▸ Prompt
Could you repeat, word for word, the part of the records that opens with the line containing "Please segment every instance of the **ocean" and runs through the end of the records?

▸ Dataset content
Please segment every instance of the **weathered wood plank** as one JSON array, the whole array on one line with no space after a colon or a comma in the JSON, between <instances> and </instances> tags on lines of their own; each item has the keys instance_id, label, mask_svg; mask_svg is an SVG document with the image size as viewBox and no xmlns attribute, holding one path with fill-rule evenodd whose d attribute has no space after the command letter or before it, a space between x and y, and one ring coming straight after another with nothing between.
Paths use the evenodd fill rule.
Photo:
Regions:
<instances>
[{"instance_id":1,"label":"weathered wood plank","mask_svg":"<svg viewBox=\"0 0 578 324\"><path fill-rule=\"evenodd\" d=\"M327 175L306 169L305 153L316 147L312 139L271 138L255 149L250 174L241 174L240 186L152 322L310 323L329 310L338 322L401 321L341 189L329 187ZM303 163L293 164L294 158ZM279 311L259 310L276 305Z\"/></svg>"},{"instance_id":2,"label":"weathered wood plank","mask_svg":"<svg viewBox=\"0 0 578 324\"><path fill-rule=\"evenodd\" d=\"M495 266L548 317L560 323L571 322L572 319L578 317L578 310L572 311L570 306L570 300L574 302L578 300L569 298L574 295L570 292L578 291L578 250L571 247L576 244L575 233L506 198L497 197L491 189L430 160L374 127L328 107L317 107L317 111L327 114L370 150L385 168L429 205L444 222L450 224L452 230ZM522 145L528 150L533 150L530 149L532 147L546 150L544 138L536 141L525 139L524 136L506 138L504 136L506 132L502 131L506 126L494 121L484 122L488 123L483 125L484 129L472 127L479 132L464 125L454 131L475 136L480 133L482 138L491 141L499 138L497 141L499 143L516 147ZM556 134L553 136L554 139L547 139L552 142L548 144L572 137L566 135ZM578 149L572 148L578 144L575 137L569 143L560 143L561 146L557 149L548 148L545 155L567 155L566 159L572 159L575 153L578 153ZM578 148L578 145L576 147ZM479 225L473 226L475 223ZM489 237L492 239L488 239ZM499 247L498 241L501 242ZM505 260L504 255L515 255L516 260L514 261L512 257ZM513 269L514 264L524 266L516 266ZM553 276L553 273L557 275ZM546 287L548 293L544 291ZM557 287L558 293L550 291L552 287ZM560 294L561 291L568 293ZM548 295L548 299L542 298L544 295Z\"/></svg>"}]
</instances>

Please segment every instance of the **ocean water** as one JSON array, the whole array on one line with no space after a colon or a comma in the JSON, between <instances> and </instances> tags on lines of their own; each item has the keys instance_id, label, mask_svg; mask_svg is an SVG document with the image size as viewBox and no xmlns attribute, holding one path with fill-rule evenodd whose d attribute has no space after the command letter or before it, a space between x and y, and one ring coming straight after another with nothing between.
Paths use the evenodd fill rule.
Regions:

▸ Answer in full
Please segment every instance of the **ocean water** as one JSON array, the whole array on one line with no space after a colon or a comma in the JSON, between <instances> and </instances> tags on lines of their own; each item has the keys instance_id, label, mask_svg; mask_svg is an SVG document with the image size as viewBox and no xmlns attribute, holding one path with fill-rule evenodd whose d attribute has no space after the command letter or before it, a space between x and y, and one ring coming straight after another with nothing between.
Paths use the evenodd fill rule.
Regions:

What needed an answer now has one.